SELECTED TEXT ->

RE: There's sweet FA18 Aug 2020 20:46
@Nige re: gold being held back.
I think it is fear. Tom Stevenson was writing about gold the other day, said it might double or it might halve. He's right.
General assumption is that inflation is coming, big time, and that's driving the bulls. But we're on a bubble that just might pop no matter what the banks do. There's way too much debt out there and way too much economic damage / unemployment. And the declining birth rate in the West (especially Europe) over the last few decades has created a demographic time bomb similar to what hit Japan.
The assumption has been that the central banks will keep propping things up and printing money to keep things going, producing inflation. But what if they fail? What if it doesn't work? The bubble could pop massively and we could see not inflation but double-digit deflation for 2-3 years. If that happens, gold goes pop, too.
The big boys know this could happen. Most are betting it won't and bullish on gold. Some are probably shorting gold. I suspect that's what's happening, that the major downside risk is priced in as well as the upside potential. Creates a nice tension, something will give. I'm betting it flies.
But I'm not holding gold, I'm holding gold producing assets. In any anticipated scenario, gold will still be a highly valued commodity. So for me, holding a gold explorer and a gold miner (I'm in NCM too) is a good hedge against hyperinflation and the least bad way to be holding gold assets in a deep depression.
Hyperinflation and deflation/depression are the two monsters out there. Brexit, a temporary trade war between US/China, even another lockdown, these are all small players from which economies tend to recover fairly rapidly. The flu of 1918 didn't stop the Roaring Twenties. But these two things could destroy my retirement if I'm not careful.
And the problem is that hedging against one leaves you vulnerable to the other, in most cases. Hold cash and in a depression you're a genius, in hyperinflation you're an idiot. Hold gold and it's the same in reverse. Oil has its appeal right now, in inflation it will hold its value and a depression would end the job-killing for the sake of environment, and oil would be ok. So I'm in oil. Also in uranium for the same reason. But there's risks everywhere, of course.
As usual, I've answered more than you asked. Hope it made a little sense anyway.

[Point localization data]

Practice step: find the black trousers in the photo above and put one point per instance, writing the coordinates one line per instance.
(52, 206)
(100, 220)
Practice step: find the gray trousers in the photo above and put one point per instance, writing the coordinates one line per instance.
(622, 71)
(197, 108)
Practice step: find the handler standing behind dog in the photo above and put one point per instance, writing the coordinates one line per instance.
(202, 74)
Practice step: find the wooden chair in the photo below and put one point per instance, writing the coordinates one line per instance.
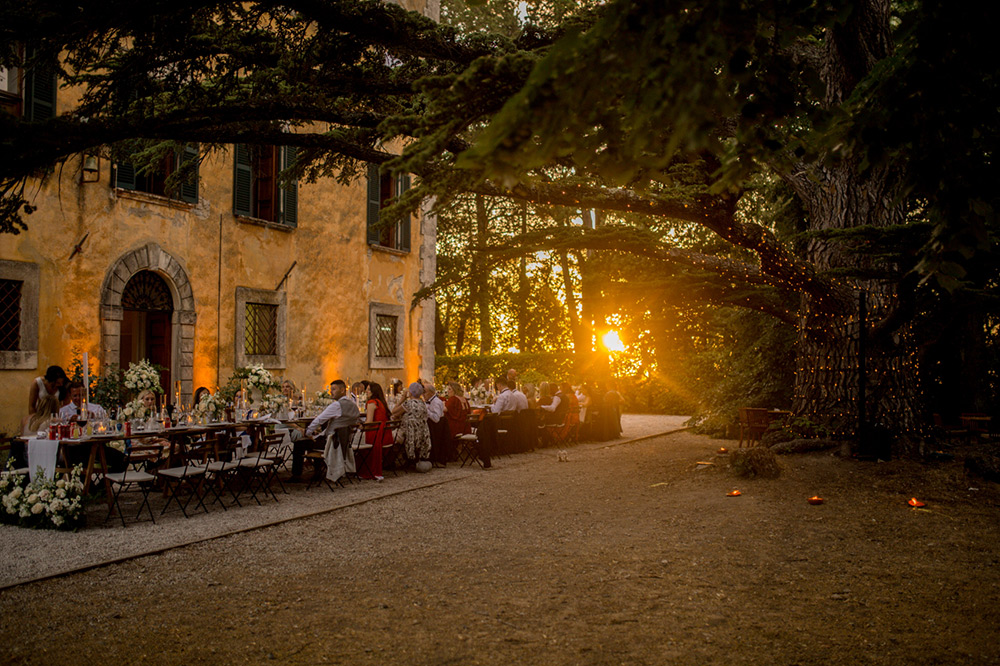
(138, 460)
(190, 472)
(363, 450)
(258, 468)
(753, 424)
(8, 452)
---
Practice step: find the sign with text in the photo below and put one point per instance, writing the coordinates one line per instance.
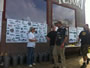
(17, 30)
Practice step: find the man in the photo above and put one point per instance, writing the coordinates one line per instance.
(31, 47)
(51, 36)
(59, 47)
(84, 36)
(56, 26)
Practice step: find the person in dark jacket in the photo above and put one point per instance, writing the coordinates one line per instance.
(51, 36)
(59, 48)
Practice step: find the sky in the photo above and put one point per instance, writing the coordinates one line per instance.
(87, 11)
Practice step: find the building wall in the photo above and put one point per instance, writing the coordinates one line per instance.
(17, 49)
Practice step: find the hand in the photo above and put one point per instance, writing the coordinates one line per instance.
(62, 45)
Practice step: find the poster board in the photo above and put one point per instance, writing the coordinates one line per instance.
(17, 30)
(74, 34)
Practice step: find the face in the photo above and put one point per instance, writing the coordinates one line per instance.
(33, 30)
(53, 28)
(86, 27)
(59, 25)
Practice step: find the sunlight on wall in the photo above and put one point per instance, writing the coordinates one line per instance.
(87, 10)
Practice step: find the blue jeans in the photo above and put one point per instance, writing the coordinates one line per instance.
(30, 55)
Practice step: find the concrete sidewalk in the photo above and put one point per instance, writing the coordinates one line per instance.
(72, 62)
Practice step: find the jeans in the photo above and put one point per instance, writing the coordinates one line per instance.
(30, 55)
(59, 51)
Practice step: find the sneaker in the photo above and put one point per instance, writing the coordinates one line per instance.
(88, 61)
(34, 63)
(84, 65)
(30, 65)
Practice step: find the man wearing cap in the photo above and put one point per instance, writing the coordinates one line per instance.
==
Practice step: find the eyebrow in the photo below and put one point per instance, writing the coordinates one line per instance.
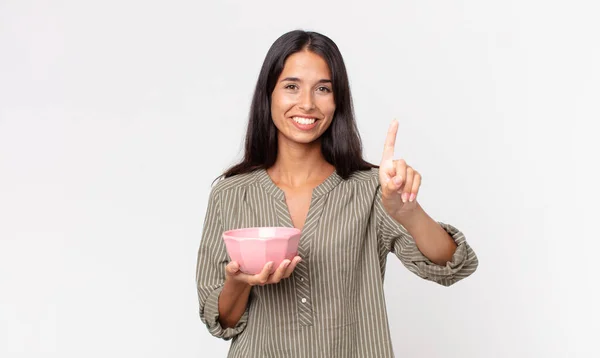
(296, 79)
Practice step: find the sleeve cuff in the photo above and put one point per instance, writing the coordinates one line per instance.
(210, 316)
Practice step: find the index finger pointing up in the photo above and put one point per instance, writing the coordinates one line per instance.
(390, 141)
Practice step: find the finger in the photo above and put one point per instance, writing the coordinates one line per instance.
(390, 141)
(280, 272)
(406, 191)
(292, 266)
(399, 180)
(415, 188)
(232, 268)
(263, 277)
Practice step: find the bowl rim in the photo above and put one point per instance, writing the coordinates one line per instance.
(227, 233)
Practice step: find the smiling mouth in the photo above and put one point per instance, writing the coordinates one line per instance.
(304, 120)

WORK REQUEST 1 ->
Revise the forum post about gold from "I think it is" up to and including "what hit Japan.", changing "bubble" to "balloon".
WORK REQUEST 2 ->
In the forum post about gold, what did Tom Stevenson say gold might do?
WORK REQUEST 3 ->
Translate this sentence from the forum post about gold into Spanish: "The flu of 1918 didn't stop the Roaring Twenties."

EXERCISE OUTPUT 1 ->
I think it is fear. Tom Stevenson was writing about gold the other day, said it might double or it might halve. He's right.
General assumption is that inflation is coming, big time, and that's driving the bulls. But we're on a balloon that just might pop no matter what the banks do. There's way too much debt out there and way too much economic damage / unemployment. And the declining birth rate in the West (especially Europe) over the last few decades has created a demographic time bomb similar to what hit Japan.

EXERCISE OUTPUT 2 ->
He said it might double or it might halve.

EXERCISE OUTPUT 3 ->
La gripe de 1918 no detuvo los locos años veinte.